## Perintah
Menurut teks tentang Geoforest di bawah, tolong sebutkan apa yang akan ditanam pengelola untuk menyeimbangkan kesan gersang bebatuan karang.

Kekurangan-kekurangan yang saya indikasikan di atas tentu akan diperbaiki oleh pengelola seiring berkembangnya objek wisata ini. Di samping tetap menjaga kekayaan geologisnya, jelas Agus Priyino (salah satu anggota Pandai Ruang) yang telah begitu baik menjadi guide sukarela saya saat berkunjung ke Geoforest, pengelola akan menyeimbangkan kesan gersang bebatuan karang dengan menanam tanaman perdu dan rumput. Selain itu, pengelola juga akan membangun jalan setapak yang lebih baik, tempat ibadah, dan tempat makan, sehingga fasilitas di sini tidak akan kalah dengan yang ada di Pengger. Kekurangan yang tidak mungkin diperbaiki hanya kondisi alamiah tumbuhan jati saat kemarau. Namun begitu, Wisnu malah menganggap kontras antara karya seninya yang sekarang dipamerkan di Geoforest dengan cabang-cabang jati beserta dedaunan kering yang gugur akan menimbulkan efek yang lain. "Efek meditatif," terangnya. Mendengar ini saya mengangguk, mengalihkan pandangan saya pada Andum Tumtum dan jati-jati yang masih hijau di atas. Saya mencoba membayangkan kemarau turun; membayangkan bagaimana sensasinya melihat karya curvey Wisnu bersanding dengan cecabang jati yang tajam. Sepertinya saya harus ke sini lagi ketika kemarau.

Catatan penunjukan:
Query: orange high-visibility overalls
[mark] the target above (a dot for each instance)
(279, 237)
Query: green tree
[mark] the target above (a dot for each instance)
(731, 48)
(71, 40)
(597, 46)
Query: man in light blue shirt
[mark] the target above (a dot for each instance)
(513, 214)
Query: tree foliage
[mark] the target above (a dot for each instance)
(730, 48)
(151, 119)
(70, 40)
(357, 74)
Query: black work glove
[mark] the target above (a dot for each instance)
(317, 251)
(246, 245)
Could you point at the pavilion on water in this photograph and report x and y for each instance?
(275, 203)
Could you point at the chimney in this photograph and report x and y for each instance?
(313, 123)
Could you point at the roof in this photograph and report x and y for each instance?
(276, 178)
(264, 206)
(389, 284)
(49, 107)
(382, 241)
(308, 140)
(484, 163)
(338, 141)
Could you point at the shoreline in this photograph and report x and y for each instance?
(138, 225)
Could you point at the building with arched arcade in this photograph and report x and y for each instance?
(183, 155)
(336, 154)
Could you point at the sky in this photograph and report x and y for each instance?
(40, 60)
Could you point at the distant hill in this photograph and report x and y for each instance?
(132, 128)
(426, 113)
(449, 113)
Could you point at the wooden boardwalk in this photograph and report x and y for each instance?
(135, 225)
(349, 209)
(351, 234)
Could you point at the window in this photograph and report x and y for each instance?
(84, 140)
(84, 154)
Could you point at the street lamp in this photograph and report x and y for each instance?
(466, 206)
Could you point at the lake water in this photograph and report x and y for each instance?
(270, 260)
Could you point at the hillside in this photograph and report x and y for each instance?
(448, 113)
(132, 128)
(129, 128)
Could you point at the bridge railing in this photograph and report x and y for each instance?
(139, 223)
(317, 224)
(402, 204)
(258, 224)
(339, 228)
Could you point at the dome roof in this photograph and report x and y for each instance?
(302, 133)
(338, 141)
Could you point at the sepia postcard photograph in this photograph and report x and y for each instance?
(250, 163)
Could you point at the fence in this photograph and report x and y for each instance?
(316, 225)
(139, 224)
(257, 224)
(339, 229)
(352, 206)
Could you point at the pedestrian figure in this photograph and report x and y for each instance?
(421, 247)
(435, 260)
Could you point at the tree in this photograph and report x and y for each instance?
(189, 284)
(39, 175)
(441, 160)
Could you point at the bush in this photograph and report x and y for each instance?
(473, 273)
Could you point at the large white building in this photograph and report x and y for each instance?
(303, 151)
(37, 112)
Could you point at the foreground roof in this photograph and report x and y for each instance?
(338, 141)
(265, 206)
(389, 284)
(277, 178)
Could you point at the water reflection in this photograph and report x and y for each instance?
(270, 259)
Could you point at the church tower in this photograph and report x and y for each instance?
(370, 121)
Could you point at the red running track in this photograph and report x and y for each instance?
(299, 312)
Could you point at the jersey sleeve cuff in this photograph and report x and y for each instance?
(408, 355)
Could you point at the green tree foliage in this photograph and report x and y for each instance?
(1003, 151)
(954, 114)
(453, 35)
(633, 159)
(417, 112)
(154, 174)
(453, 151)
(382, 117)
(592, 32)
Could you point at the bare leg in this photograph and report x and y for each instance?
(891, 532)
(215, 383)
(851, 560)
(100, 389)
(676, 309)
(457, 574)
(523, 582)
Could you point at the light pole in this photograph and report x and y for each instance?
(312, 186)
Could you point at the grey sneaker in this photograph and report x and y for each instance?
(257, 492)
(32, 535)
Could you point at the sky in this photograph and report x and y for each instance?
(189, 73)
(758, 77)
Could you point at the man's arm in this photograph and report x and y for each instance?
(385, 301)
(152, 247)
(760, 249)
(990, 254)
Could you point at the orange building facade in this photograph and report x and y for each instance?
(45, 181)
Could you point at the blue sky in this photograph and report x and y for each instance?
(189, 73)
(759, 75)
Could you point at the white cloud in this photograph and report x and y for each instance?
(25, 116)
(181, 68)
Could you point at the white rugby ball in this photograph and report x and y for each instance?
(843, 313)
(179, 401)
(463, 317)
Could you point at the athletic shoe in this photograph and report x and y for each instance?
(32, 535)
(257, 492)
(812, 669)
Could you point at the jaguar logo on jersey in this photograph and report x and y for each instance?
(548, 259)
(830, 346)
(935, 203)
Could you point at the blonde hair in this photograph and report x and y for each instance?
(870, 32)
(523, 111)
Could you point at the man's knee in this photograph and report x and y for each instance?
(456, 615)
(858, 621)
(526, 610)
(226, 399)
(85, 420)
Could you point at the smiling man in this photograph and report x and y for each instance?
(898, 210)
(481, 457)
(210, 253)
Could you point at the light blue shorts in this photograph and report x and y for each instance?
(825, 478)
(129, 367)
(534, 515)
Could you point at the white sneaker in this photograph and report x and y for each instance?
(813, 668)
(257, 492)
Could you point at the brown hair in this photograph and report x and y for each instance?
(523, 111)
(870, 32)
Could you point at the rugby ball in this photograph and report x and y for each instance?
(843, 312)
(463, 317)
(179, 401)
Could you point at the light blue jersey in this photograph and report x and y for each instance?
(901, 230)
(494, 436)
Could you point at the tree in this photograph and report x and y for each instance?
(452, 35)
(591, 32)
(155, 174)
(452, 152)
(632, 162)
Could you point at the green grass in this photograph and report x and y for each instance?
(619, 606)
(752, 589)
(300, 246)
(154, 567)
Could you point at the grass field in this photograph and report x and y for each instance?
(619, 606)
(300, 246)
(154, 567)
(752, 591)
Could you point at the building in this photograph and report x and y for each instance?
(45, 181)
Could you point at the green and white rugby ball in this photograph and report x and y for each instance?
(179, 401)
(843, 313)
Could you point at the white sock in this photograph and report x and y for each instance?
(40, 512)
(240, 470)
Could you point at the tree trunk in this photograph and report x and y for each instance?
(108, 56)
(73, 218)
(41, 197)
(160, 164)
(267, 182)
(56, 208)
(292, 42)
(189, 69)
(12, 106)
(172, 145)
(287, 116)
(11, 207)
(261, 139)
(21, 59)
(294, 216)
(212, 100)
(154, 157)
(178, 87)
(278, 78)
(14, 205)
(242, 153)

## Jawaban Soal
Tanaman perdu dan rumput.